• **AANGELEVERDE TEKST**:

-*-

Lijn en kleur, daarvoor is de kunstenaar verantwoordelijk. Voor het derde punt, de mens.
Wie zoveel doeken na elkaar schildert en ten toon stelt, bewijst dat hij zich, langs deze doeken om, durft konfronteren met zich zelf, met een kontinent, de ziel van dit kontinent en met de komplekse massa van belangstellenden en totaal onbekenden. Anderzijds eisen de regels van het spel, dat elk kijker zich mag, zich moet konfronteren met wat de schilder hem vertoont. Wat van deze wisselkonfrontatie terecht komt, loont de moeite om achterhalen.
Het ligt voor de hand dat zelfs de verstokste pikturale specialist willens nillens eerst als globaal mens tegenover een tentoonstelling over Kongoinspiratie reageert en dan pas als specialist. Laten we dan eerst onderzoeken wat Jespers' derde bedoeling voor zijn doeken betekent.
Zeer dikwijls heeft in de loop van de eeuwen de menselijke bedoeling de kunstenaar lelijke parten gespeeld. Hoeveel doeken en boeken, om van de beeldhouwwerken en de oratorio's en kantates maar te zwijgen, werden verknoeid door goede maar extra-artistieke bedoelingen. En wie onze monumenten voor grote mannen bekijkt, geeft toe dat soms van de bedoeling iets overbleef maar van het kunstwerk niets. Het verdient nooit aanbeveling dat men een deugd, b.v. vaderlandsliefde, chantage laat plegen tegenover onze estetische zin en zijn engel-bewaarder, het kritisch oordeel.

-*-

• **GEGEVENSFRAGMENTEN**:
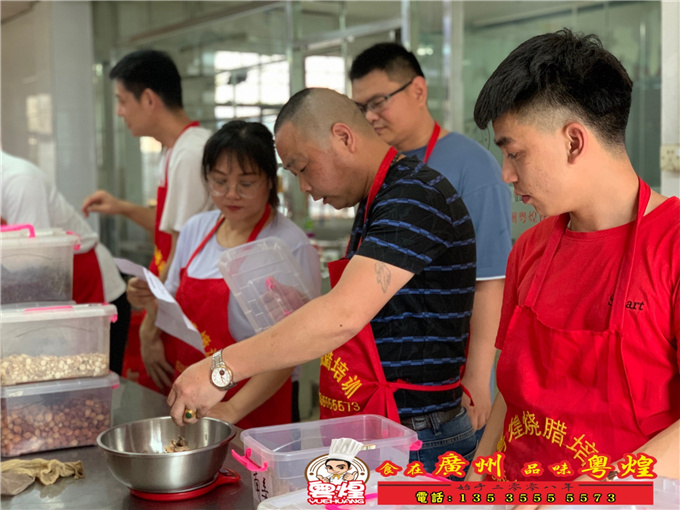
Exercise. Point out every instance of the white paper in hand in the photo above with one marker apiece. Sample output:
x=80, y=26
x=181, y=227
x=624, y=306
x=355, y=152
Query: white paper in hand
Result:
x=170, y=317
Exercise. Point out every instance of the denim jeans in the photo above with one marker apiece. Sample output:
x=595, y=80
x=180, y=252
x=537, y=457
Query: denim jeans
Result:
x=456, y=435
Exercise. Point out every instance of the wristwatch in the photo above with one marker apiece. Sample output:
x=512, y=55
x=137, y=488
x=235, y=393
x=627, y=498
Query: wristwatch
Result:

-*-

• **GEGEVEN OPDRACHT 1**:
Zet de zin "Zeer dikwijls heeft in de loop van de eeuwen de menselijke bedoeling de kunstenaar lelijke parten gespeeld." uit de tekst over de doeken van Jespers om in het Engels.
• **GEGEVEN OPDRACHT 2**:
Geef uit de tekst over de doeken van Jespers het stuk ongewijzigd weer dat begint bij "Lijn en kleur, daarvoor" en eindigt bij "zijn doeken betekent.".

• **UITVOER 1**:
Very often, over the course of the centuries, human intention has played nasty tricks on the artist.

• **UITVOER 2**:
Lijn en kleur, daarvoor is de kunstenaar verantwoordelijk. Voor het derde punt, de mens.
Wie zoveel doeken na elkaar schildert en ten toon stelt, bewijst dat hij zich, langs deze doeken om, durft konfronteren met zich zelf, met een kontinent, de ziel van dit kontinent en met de komplekse massa van belangstellenden en totaal onbekenden. Anderzijds eisen de regels van het spel, dat elk kijker zich mag, zich moet konfronteren met wat de schilder hem vertoont. Wat van deze wisselkonfrontatie terecht komt, loont de moeite om achterhalen.
Het ligt voor de hand dat zelfs de verstokste pikturale specialist willens nillens eerst als globaal mens tegenover een tentoonstelling over Kongoinspiratie reageert en dan pas als specialist. Laten we dan eerst onderzoeken wat Jespers' derde bedoeling voor zijn doeken betekent.